■ **Task requirements**
1. Edit the passage of the book review that begins at the words "Paul Livingston draws" and stops after "his other works.", changing "pluralistic" to "eclectic" throughout.
2. Carry the book review forward from its last sentence.

■ **Source extract**
○ ○ ○ ○ ○
Reviewed by Jeffrey Bell, Southeastern Louisiana University

2017.11.01


Paul Livingston draws from an impressive array of philosophical work to address his 'central problem,' which is, as he states it, 'that of the relationship of thought to time, whereby both being and becoming are to be thought and understood within the life of a being that is itself temporally situated' (xi). Although this book can be read as a book on Heidegger, for Heidegger's work looms largest in Livingston's approach to tackling his central problem, it is also a book that demonstrates the centrality of its concerns to both the analytic and continental traditions in philosophy. Livingston draws freely and liberally from Frege, Davidson, Dummett, Wittgenstein, and importantly and strategically from Cantor and Gödel. What Livingston offers us, therefore, is an example of the pluralistic philosophy he has called for in his other works.

Livingston sets the stage for his discussions with Plato's Sophist, and in particular with the Visitor's suggested solution to the problem of how to resolve the difficulties associated with accounting for how we are able to reconcile thought with a reality that is (or appears to be) changing all the time. In response to the Parmenidean claim that it is impossible to speak or know about change, since this would entail speaking about something that is not, the Visitor suggests employing what Livingston refers to as 'a superior logical-syntactical grammar of essential types,' which makes knowledge possible as the types being, rest, and change 'enter into differential logical or conceptual relationships with one another in the medium of the soul' (7). Therefore, in order to reconcile the nature of a thought that involves stable, timeless categories and the temporal, changing world, including the situated subject who thinks and knows this world, the Visitor proposes a deep 'logical-syntactical grammar' of essential types as the condition that makes the relationship between the knowing subject and the world possible. It is this grammar that will become crucial, Livingston argues, to understanding the developments of twentieth century philosophy; and it is, in particular, Heidegger's logic or grammar of being, coupled with a post-Cantorian dialetheism that Livingston develops in later chapters, that provides what Livingston argues is the most fully developed response to the problem of the 'relationship of thought to time.'

As Livingston turns to Heidegger, a key focus is what he sees as Heidegger's 'concern with the question of the source and provenance of categories in relation to the psychology and phenomenology of the thinking subject' (36). What Heidegger is careful to avoid in addressing this question is a psychologistic reduction of categories to psychological processes. This was the Visitor of the Sophist's solution, and Heidegger sought to avoid a psychologistic account, following in the footsteps of Husserl (Heidegger's teacher) and Frege. An adequate logic of being should not presuppose a being -- the psychological subject -- that remains unaccounted for. It is for this reason that Livingston stresses a reading of Heidegger's conception of being (presencing) as intensional. For as with Frege's theory of sense, whereby sense consists of being an intensional entity that is neither the object signified nor the utterance or psychological processes associated with the utterance, so too for Heidegger, on Livingston's reading, the presencing of being is neither to be confused with beings, nor is it reducible to the psychological processes of a subject -- yet another being. Although seeking to avoid psychologism, Heidegger was nonetheless committed to understanding the manner in which the theoretical (our use of categories) is already 'given in pretheoretical experience and in the kind of availability of objects that is displayed in ordinary, nontheoretical life' (37).
○ ○ ○ ○ ○
■ **Dataset extract**
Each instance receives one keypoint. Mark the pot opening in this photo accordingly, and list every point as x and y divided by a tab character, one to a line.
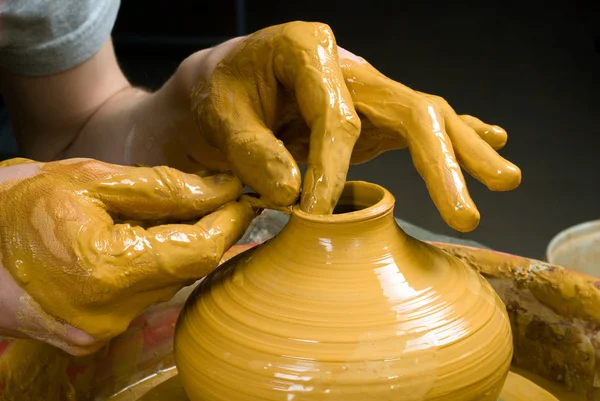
359	201
358	196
○ ○ ○ ○ ○
■ **Exercise responses**
1.
Paul Livingston draws from an impressive array of philosophical work to address his 'central problem,' which is, as he states it, 'that of the relationship of thought to time, whereby both being and becoming are to be thought and understood within the life of a being that is itself temporally situated' (xi). Although this book can be read as a book on Heidegger, for Heidegger's work looms largest in Livingston's approach to tackling his central problem, it is also a book that demonstrates the centrality of its concerns to both the analytic and continental traditions in philosophy. Livingston draws freely and liberally from Frege, Davidson, Dummett, Wittgenstein, and importantly and strategically from Cantor and Gödel. What Livingston offers us, therefore, is an example of the eclectic philosophy he has called for in his other works.

2.
It is at this point where Livingston sets forth the crucial argumentative strategy of his book, what he calls the method of 'formal indication' as found in Heidegger's work. Put briefly, formal indication is to be contrasted, in part, with generalization. 'To generalize about the triangle,' Livingston claims, 'would be to relate it as exemplary of a species to various higher genera' (40), such as plane figure, geometric shape, etc. To formalize, by contrast, would be, for instance 'to show that [the triangle's] right angle is equal to the sum of its other two angles' and thus the method of formal indication is used to identify a triangle's 'formally relevant features and demonstratively indicate their structure' (40-41). Applied to the pretheoretical experience presupposed by our use of categories, the method of formal indication is used to demonstrate the formal structure and logic of being, including our being (or Dasein for the early Heidegger).

What the method of formal indication reveals, Livingston argues, is a formal structure and logic of being that is, fundamentally, paradoxical. After comparing Heidegger and Davidson on their respective understanding of truth, where, for both, truth is understood as a transcendental condition for the possibility of intelligibility and communication, Livingston argues that 'the common structure of truth' Davidson and Heidegger presuppose is itself 'grounded . . . in the ontological difference and can be formally articulated through the metalogical structure of paradox that marks the formal logic of truth in its own self-application' (96). As Livingston restates this paradox a few pages later, it consists of 'the paradox that the measure itself cannot be measured in its own terms' (101). For example, and in a nod to Reiner Schürmann's reading of Heidegger, the measure Livingston has in mind here is the 'epochal principle' or 'hegemonic phantasm' which is the particular entity that has been elevated 'to the rank of an absolute measure or standard for the interpretation of all beings' (101). In other words, what is formally indicated in each pretheoretic experience is the ontological difference, or the presencing of presence whereby presencing (being) is not to be confused with that which is given in presence (beings). The presencing of presence (being), however, has throughout the history of metaphysics come to be identified and confused with a particular entity (e.g., God, Plato's Forms, etc.) which is taken to be the standard of measure for all beings. This standard of measure cannot itself be measured in its own terms, and thus we have the metalogical paradox that is revealed through formal indication.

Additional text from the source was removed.